**Stated exercise**: Identify every line of the listing that contains the word "wheel", and copy each of those lines.

+ + + + + + +

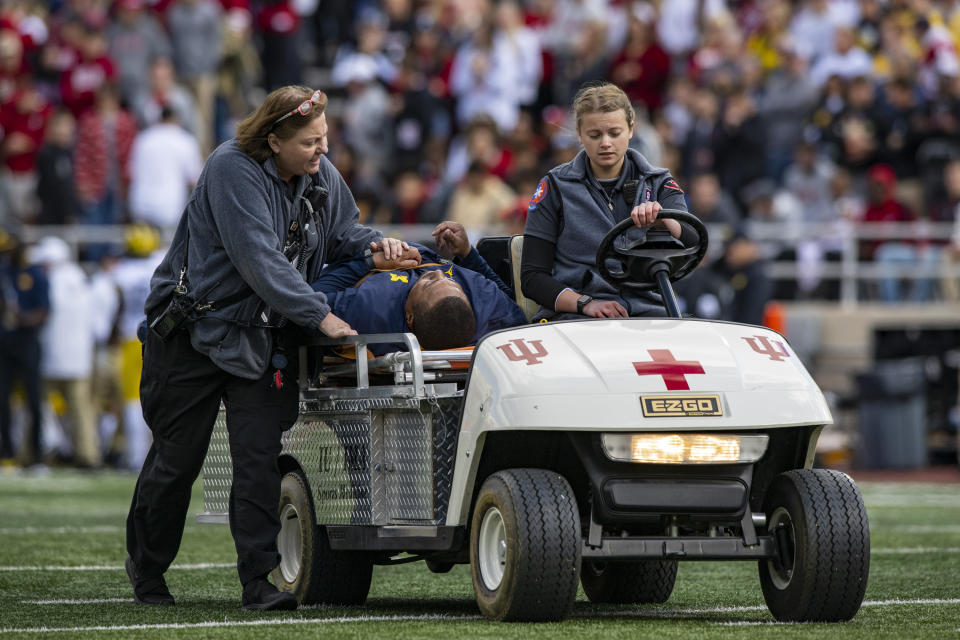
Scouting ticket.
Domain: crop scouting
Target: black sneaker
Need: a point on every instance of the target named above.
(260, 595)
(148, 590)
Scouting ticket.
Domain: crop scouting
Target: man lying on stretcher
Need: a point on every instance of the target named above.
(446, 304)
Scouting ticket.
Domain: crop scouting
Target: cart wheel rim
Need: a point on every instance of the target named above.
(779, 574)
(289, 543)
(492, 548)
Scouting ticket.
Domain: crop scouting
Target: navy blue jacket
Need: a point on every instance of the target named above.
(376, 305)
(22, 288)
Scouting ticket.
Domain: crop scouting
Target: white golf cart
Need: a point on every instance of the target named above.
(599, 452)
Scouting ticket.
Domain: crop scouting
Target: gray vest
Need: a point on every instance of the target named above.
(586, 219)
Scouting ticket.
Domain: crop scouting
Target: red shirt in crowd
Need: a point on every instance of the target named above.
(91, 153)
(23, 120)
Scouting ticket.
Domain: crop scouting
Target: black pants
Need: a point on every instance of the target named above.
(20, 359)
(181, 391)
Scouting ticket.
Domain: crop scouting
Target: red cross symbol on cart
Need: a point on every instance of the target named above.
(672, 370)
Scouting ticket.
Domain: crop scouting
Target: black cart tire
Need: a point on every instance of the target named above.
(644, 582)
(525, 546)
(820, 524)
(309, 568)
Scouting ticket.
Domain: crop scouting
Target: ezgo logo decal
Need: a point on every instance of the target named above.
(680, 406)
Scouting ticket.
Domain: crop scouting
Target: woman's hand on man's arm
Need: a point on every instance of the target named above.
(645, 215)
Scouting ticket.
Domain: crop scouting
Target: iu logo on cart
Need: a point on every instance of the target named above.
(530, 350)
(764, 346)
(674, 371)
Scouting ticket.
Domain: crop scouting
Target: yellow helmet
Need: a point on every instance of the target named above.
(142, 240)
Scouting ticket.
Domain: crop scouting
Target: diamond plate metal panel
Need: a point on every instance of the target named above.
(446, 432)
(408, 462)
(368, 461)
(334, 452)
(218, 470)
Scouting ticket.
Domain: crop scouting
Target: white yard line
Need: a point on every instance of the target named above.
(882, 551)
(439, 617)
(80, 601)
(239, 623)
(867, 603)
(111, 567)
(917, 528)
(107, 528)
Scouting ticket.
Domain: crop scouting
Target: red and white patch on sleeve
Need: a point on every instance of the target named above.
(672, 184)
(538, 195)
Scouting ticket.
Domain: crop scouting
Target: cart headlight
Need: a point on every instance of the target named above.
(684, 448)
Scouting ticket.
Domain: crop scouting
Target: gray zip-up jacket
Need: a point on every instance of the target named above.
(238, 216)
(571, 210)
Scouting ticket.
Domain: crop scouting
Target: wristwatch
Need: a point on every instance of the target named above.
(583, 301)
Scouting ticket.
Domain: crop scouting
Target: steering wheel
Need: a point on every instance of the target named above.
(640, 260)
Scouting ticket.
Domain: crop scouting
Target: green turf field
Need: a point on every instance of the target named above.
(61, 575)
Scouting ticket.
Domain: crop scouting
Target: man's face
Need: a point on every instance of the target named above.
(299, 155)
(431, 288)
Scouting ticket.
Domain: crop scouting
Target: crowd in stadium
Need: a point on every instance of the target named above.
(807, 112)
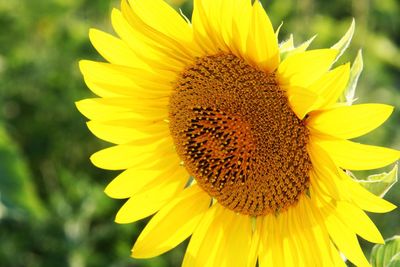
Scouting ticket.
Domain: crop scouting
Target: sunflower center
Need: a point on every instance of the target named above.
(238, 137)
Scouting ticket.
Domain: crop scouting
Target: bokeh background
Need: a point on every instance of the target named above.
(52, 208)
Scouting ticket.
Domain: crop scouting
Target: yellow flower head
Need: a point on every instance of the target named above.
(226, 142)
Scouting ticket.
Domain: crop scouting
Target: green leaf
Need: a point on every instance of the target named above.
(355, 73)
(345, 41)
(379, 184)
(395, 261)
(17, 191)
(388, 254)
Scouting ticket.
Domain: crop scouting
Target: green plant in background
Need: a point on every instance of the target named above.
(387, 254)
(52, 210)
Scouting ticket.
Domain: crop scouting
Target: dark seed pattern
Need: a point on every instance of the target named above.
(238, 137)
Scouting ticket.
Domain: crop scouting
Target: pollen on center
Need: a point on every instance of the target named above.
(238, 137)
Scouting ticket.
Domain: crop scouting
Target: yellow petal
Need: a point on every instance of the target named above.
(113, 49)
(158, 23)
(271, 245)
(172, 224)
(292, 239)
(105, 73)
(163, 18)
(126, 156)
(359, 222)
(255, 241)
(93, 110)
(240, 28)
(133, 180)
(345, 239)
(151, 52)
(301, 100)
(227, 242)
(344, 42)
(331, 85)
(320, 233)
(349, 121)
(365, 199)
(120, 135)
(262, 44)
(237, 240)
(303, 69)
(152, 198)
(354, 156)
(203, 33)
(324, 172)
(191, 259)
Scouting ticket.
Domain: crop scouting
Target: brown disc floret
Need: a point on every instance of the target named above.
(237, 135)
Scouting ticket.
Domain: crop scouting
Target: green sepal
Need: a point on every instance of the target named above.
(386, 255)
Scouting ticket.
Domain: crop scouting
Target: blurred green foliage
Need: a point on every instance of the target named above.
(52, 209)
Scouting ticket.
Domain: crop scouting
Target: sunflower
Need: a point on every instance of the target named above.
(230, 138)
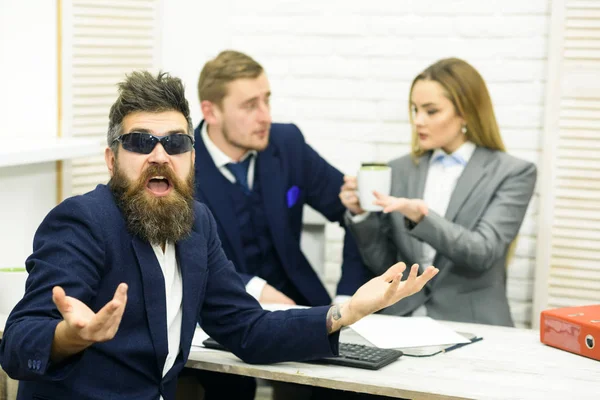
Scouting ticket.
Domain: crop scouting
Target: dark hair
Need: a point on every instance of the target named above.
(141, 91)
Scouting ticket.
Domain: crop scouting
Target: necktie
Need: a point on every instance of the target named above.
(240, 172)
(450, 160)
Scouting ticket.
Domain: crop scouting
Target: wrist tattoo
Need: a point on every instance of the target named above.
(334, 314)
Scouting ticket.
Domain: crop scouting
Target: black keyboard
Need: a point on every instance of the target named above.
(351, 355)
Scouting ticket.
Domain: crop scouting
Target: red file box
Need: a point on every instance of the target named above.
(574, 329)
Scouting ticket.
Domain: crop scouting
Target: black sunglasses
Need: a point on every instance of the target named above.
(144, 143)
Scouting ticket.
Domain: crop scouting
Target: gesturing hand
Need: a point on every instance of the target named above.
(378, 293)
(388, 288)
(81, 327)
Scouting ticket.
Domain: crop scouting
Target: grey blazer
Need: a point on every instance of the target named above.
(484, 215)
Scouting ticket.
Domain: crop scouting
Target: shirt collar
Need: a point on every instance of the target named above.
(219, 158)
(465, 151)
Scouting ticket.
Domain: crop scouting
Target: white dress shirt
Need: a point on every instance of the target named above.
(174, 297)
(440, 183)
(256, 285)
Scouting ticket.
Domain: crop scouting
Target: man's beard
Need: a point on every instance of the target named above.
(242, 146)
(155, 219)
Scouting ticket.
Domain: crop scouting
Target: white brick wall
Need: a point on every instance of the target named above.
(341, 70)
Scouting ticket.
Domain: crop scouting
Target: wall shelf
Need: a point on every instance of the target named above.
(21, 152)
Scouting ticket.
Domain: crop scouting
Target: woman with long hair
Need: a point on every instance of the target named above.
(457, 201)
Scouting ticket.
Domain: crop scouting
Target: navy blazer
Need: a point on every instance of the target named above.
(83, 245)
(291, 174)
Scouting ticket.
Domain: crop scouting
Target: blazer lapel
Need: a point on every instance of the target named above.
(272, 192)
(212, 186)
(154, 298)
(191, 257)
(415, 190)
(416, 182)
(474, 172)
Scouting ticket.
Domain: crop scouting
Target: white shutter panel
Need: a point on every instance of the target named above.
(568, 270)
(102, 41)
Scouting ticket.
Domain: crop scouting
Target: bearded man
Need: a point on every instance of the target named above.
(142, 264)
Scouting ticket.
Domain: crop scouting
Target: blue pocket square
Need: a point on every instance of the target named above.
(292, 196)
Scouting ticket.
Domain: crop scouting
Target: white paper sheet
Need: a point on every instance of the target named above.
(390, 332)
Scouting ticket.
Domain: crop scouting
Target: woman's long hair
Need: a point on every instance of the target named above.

+ + + + + + +

**Result below**:
Target: cart wheel rim
Target: steering wheel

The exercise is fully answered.